• [Passage for review]:
===============

Obama Urges Europe to Spend More
The American president calls for more deficit spending. European countries are skeptical.
Barack Obama has recommended that Europe stop attempting to rein in government spending with severe budget cuts. The economic recovery, according to the president, is still too fragile for government to pull out. The debate over austerity is likely to dominate the fourth G20 summit held in Toronto, Canada over the weekend.
Last week, the American president already warned European countries in general that their austerity measures threaten economic stability. He blamed Germany in particular for relying too much on exports which supposedly gives it an unfair advantage.
The issue has divided Europe with France complaining the loudest about Germany’s lack of internal demand. Its surge in exports would come at the expense of weaker eurozone members, France alleges. German chancellor Angela Merkel has always denied this charge but now she faces two powerful colleagues, Presidents Nicolas Sarkozy and Barack Obama, dissatisfied with Germany’s multibillion euro budget cuts and its export driven growth — on top of internal pressure from her opposition.
The economic recovery is at the top of the agenda in Toronto. Obama’s criticism of European policy hasn’t exactly been cherished across the Atlantic. The European Commission, backed by member states as Austria, Finland, Germany and the Netherlands, has continually defended the Stability and Growth Pact even in times of crisis. Countries were allowed to momentarily ignore the treaty while the recession was at its worst but the Greek debt crisis has persuaded most that tough budget rules are necessary now.
Most, if not Obama, evidently. His own administration is still staring at a trillion dollar deficit and a national debt that is steeply rising. It is an odd twist of fate that the president of the former bulwark of capitalism should be urging a continent once dominated by interventionist governments to do more to help their economies. Europe however has woken up to the reality and is dominated by fiscally conservative forces today. Central bankers in particular disagree with the American assessment that an end to deficit spending will hamper growth. Jean-Claude Trichet, head of the European Central Bank, was quoted as saying that “the idea that austerity measures could trigger stagnation is incorrect” while German Finance Minister Wolfgang Schauble warned governments not to become “addicted to borrowing as a quick fix to stimulate demand.” According to Schauble, “Deficit spending cannot become a permanent state of affairs.”
Obama is still more popular in Europe than he is at home but among European policymakers, there is doubt about his transatlanticism. He declared himself the “Pacific president” for instance and signalled frustration with Europe’s apparent lack of cohesive leadership. As ever, Washington doesn’t know whom to call when it needs to speak with Europe and would just like the continent to form a United States of Europe already and elect a president that is truly on part with his American counterpart. It doesn’t appear that this administration recognizes the progress that has been made in this regard during the last several years. If anything, fears of a European debt crisis have brought the continent closer together with virtually all member states agreeing on the necessity of some form of European economic governance.
Something else the European countries, but not the G20, agree upon is the introduction of a bank tax. Australia, Brazil, Canada and Japan are not in favor of an international tax on banking activity. These countries point out that their financial institutions didn’t fail. Canadian prime minister Stephen Harper has said that there is only “a minority” in the G20 in support of the measure.
It is one proposal on which Europe and the United States agree. The EU has already promised to introduce a bank tax regardless of whether or not the G20 takes action. Coupled with the mounting discord on deficit spending however, this divide casts doubt upon the very effectiveness of the group. In the mid of the financial turmoil, the G20 proved able to reassure markets but now, it fosters more uncertainty than it takes away. The Toronto summit is unlikely to meet expectations. Particularly the rising powers of the world, including Brazil and India, will be frustrated if old world transatlantic quarrels should prevent this summit from being remembered as a success.

===============

• [List of tasks]:
1) According to the article on Obama and European spending, where is the fourth G20 summit held?
2) Update the article on Obama and European spending from "The issue has" to "from her opposition.", replacing "France" with "Paris".

• [Supplied entries]:
===============

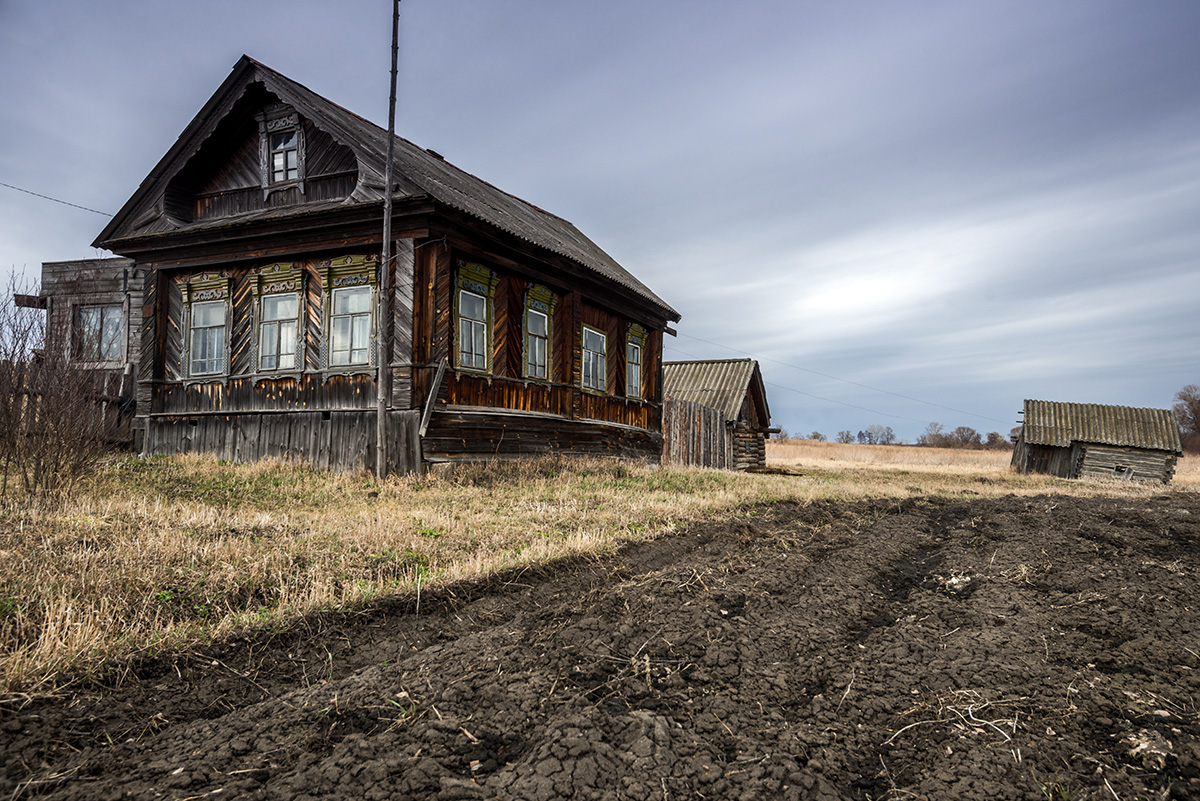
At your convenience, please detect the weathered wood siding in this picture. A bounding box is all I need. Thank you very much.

===============

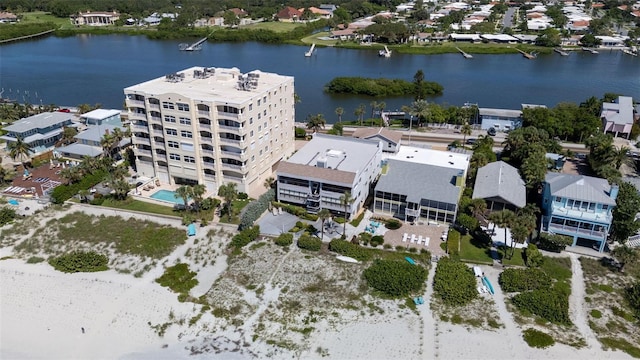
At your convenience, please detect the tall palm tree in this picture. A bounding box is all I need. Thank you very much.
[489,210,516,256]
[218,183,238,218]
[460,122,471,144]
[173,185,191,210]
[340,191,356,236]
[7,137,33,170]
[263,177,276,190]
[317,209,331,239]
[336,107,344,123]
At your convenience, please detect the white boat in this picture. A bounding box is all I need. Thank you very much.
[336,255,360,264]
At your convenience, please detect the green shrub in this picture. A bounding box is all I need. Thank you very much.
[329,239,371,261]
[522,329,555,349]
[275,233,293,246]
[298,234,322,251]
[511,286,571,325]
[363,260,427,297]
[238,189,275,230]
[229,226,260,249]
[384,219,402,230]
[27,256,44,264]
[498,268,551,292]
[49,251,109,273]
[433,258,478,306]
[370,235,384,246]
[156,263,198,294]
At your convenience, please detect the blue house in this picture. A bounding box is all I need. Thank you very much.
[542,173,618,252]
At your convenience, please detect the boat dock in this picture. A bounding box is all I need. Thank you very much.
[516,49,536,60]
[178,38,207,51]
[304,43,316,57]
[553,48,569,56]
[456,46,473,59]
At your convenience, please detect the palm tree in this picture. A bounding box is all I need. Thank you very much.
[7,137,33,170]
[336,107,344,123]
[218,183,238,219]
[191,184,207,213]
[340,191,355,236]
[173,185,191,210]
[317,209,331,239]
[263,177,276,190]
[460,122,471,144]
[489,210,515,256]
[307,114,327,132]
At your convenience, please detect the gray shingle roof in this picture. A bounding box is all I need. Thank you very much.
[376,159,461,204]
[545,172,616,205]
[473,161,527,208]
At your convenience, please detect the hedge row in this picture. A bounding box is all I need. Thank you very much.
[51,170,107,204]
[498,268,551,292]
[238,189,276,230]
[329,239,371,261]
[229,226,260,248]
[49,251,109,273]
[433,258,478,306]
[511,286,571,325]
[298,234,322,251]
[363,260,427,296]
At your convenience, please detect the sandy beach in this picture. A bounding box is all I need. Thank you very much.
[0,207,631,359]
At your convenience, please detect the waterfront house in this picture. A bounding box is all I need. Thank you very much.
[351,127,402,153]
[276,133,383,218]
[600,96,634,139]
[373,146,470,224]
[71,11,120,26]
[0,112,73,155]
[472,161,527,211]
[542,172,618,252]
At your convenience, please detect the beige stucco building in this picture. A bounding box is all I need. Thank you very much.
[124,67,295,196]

===============

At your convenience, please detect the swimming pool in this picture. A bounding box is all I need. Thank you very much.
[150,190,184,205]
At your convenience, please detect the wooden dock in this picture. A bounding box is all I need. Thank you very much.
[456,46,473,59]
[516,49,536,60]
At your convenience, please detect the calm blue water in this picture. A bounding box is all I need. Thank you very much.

===============

• [Replies]:
1) Toronto, Canada

2)
The issue has divided Europe with Paris complaining the loudest about Germany’s lack of internal demand. Its surge in exports would come at the expense of weaker eurozone members, Paris alleges. German chancellor Angela Merkel has always denied this charge but now she faces two powerful colleagues, Presidents Nicolas Sarkozy and Barack Obama, dissatisfied with Germany’s multibillion euro budget cuts and its export driven growth — on top of internal pressure from her opposition.